**Exercise:** Take the material below and reproduce, word for word, only the lines from the line with "Each instance of the wood" through the line with "Each instance of the thumb".

-- Material for this exercise follows --

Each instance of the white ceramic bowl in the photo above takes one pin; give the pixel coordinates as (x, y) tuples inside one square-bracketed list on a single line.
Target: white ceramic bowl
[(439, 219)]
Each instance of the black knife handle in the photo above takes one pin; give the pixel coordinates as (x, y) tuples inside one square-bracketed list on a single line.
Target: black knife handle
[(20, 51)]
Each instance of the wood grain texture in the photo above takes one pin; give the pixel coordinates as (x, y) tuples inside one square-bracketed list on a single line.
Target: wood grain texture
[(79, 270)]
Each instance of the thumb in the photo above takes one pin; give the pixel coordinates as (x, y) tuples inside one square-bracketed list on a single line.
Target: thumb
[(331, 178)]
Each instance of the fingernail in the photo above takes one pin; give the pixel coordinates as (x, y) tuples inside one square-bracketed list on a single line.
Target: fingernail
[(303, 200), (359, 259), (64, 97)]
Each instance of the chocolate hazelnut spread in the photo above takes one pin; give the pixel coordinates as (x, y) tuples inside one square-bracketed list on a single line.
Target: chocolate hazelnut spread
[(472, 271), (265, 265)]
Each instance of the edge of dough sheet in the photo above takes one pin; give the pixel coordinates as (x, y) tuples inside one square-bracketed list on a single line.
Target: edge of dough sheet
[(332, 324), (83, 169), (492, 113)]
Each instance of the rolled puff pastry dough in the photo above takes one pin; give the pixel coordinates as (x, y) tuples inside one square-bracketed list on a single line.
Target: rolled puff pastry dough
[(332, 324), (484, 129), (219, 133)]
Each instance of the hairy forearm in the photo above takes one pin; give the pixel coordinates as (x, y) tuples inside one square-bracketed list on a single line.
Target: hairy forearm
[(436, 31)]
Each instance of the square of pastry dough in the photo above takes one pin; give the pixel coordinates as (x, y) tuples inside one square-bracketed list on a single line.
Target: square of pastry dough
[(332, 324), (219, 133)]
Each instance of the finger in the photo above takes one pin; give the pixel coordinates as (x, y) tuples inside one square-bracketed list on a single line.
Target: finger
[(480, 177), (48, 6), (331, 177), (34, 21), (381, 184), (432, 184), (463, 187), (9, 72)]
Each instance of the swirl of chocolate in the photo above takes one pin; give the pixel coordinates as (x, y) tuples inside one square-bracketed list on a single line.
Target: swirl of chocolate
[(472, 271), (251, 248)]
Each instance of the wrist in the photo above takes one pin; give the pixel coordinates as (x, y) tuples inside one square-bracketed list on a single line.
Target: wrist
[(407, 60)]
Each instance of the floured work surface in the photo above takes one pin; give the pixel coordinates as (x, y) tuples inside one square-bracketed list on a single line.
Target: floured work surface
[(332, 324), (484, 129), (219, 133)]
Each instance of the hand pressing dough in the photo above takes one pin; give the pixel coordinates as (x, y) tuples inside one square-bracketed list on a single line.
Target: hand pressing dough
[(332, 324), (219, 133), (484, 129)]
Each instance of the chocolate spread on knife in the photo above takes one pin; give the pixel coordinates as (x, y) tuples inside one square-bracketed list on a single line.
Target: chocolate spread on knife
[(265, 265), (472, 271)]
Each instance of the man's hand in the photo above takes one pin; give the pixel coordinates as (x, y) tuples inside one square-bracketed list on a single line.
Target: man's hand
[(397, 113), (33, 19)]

-- Material for this exercise concluded --
-- Material for this exercise follows --

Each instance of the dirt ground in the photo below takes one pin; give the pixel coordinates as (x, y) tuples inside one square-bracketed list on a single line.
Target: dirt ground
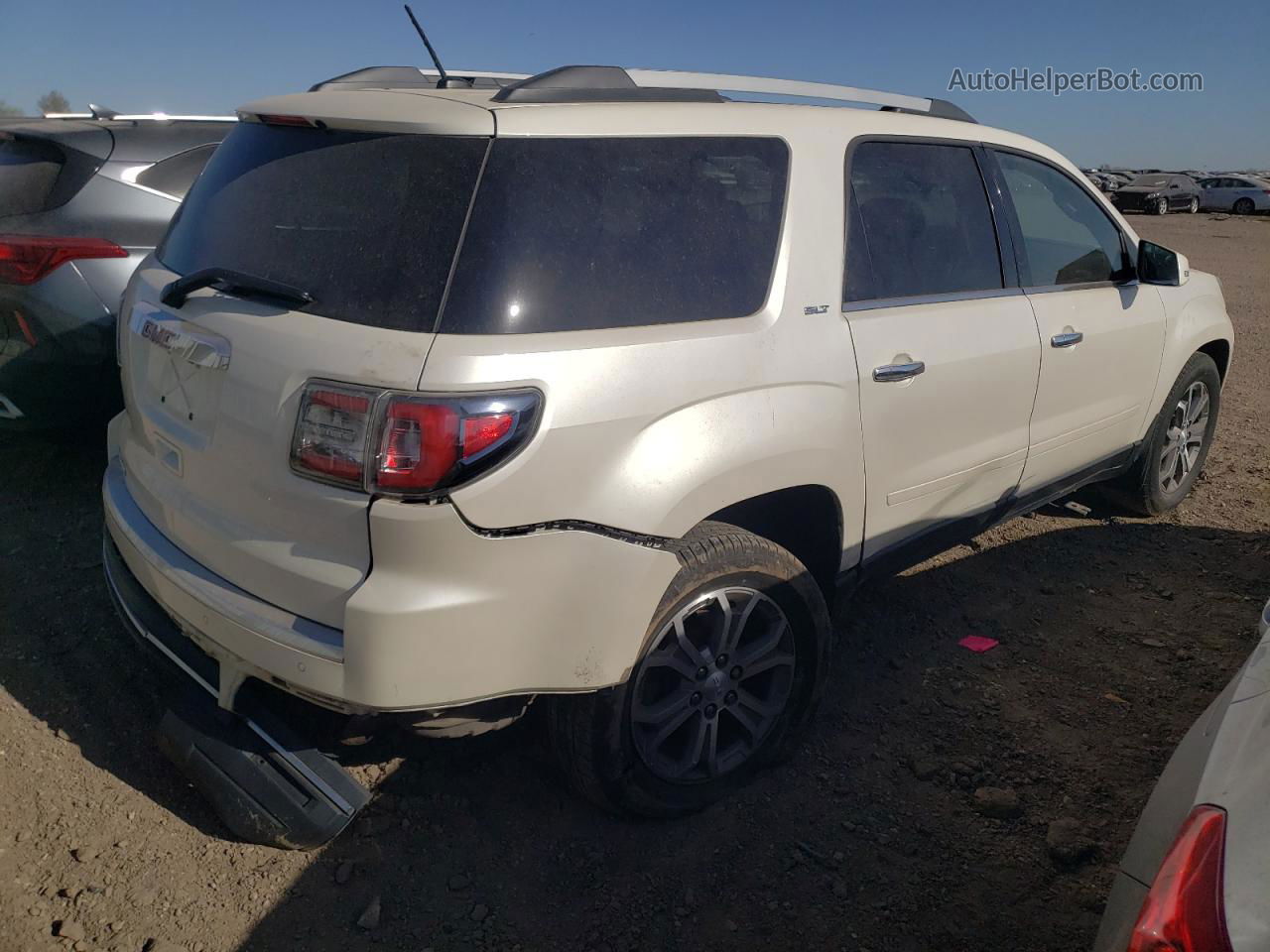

-- Material for this exercise concluded --

**Your solution:**
Each instance of the wood grain texture in the photo above takes one pin; give the pixel coordinates as (x, y) tuples inside one square-bracketed list on a single line.
Target: wood grain texture
[(79, 270)]
Each instance of the thumb in the photo above takes one pin; give the pixel coordinates as (x, y) tuples inside one square-bracketed list on a single line.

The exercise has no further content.